## Questions à traiter
1 – D'après le texte sur les aborigènes de Taiwan, en quelle année ceux-ci se révoltèrent-ils contre les Chinois ?
2 – Relevez toutes les années écrites en chiffres dans le texte sur les aborigènes de Taiwan, dans leur ordre d'apparition.
3 – Poursuivez, s'il vous plaît, le texte sur les aborigènes de Taiwan à partir de sa dernière phrase.

## Extrait fourni
----------------

Le contexte historique et social

 

Contexte général

 

John Woo et Wei Tesheng au festival de Venise,

lors de la soirée d’ouverture, le 31 août 2011

 

On oublie souvent que, avant l’arrivée des Chinois, Taiwan était peuplée d’aborigènes, d’origine austronésienne. Ils furent utilisés comme travailleurs forcés par les Chinois qui immigrèrent en nombre croissant pour mettre en valeur les terres, à tel point qu’ils se révoltèrent en 1732, révolte réprimée dans le sang. Les survivants se retirèrent dans les régions montagneuses du centre de l’île.

 

 

Bande annonce « Seediq Bale »

 

Quand, en 1895, après la 1ère guerre sino-japonaise, l’empire des Qing eut cédé l’île aux Japonais par le traité de Shimonoseki, les aborigènes furent l’objet d’études et enquêtes ethnologiques, mais, en même temps, les Japonais tentèrent de les « civiliser », en lançant une vaste campagne d’assimilation : ils furent astreints à se couper les cheveux, et furent interdites les pratiques traditionnelles telles que les tatouages ou l’extraction de certaines dents. Ils furent traités dans l’ensemble en citoyens de troisième classe et main-d’œuvre sous-payée, créant des tensions latentes encore aggravées par la désinvolture de bien des Japonais envers les femmes aborigènes qu’ils avaient prises pour épouses.

 

En 1945, la défaite japonaise eut pour conséquence leur départ de l’île. Quatre ans plus tard, cependant, débarquaient les troupes du Guomingdang, chassé du continent par l’arrivée des communistes au pouvoir, qui imposa une dictature assortie de la loi martiale. Et la politique d’assimilation reprit de plus belle. Le mandarin fut promu langue nationale, à l’exclusion des langues des minorités aborigènes ; avec leurs langues, celles-ci virent peu à peu disparaître leur culture, les jeunes sombrèrent dans l’alcool et la violence. Une réaction n’a commencé à apparaître qu’il y a une petite vingtaine d’années, à partir des années 1990.

----------------

## Données enregistrées
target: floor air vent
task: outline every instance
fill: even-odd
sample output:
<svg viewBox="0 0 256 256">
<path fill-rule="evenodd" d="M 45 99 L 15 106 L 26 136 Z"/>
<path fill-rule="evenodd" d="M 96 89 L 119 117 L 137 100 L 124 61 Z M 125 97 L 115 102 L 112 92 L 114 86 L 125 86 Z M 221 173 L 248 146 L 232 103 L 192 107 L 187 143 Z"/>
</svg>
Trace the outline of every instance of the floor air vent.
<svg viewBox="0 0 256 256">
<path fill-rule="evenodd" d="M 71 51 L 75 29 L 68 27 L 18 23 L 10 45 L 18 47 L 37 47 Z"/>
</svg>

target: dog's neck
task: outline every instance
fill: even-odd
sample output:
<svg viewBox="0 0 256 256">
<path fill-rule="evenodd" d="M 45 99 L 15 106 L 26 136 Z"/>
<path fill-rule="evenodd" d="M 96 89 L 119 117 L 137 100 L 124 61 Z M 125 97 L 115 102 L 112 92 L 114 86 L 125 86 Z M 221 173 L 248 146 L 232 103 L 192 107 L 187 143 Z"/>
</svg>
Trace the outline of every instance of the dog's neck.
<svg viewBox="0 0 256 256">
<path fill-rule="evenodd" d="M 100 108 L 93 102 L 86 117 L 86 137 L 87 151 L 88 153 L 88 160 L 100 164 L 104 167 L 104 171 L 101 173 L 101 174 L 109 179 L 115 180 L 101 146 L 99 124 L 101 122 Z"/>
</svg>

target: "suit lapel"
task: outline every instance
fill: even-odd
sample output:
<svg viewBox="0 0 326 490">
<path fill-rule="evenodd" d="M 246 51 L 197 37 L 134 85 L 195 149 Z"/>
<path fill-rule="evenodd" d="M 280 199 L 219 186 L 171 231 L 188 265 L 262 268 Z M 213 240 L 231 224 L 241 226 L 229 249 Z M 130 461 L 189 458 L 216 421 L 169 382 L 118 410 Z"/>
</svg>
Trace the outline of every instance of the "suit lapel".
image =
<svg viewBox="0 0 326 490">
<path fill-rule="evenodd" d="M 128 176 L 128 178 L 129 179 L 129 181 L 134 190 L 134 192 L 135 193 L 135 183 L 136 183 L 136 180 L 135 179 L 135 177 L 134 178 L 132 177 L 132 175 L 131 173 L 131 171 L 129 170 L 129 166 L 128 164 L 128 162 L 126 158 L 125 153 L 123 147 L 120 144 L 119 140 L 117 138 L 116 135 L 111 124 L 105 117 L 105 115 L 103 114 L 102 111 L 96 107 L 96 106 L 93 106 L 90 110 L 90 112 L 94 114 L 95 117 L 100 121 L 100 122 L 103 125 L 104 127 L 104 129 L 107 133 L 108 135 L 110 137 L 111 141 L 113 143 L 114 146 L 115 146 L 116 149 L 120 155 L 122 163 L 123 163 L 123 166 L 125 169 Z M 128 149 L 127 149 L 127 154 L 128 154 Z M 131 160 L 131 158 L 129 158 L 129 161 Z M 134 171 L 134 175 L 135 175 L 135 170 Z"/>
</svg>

----------------

## Réponses par tâche
1 – En 1732.

2 – 2011, 1732, 1895, 1945, 1990 (dans « années 1990 »)

3 –
 

Contexte du film

 

« Seediq Bale » traite d’un épisode de la lutte des aborigènes taiwanais pour la survie de leur culture, et, partant, leur propre survie en tant que peuple. Il reflète la prise de conscience actuelle du problème aborigène et l’intérêt nouveau, comme partout, pour une culture minoritaire en voie de disparition.

 

Le point de départ du film est ce qu’on appelle

« les Evénements de Musha », ou Wushe  (雾社) en chinois, intervenus pendant l’occupation japonaise, en 1930. On en a fait une révolte

 

Photo du tournage

nationaliste contre l’occupant, cela va bien au-delà.

 

Dans le climat de tension qui régnait alors, tout est parti d’un incident mineur : une bagarre lors d’un banquet de mariage. Tadao Mona, un jeune aborigène d’une tribu sedeq (sous-groupe des Atayal), offrit un verre d’alcool à un policier japonais qui le refusa sous prétexte que l’autre n’avait pas les mains propres, et, comme le jeune homme insistait, le frappa. L’incident devint affront lorsque, le lendemain, Tadao Mona tenta de lui exprimer ses regrets sans parvenir à se faire écouter.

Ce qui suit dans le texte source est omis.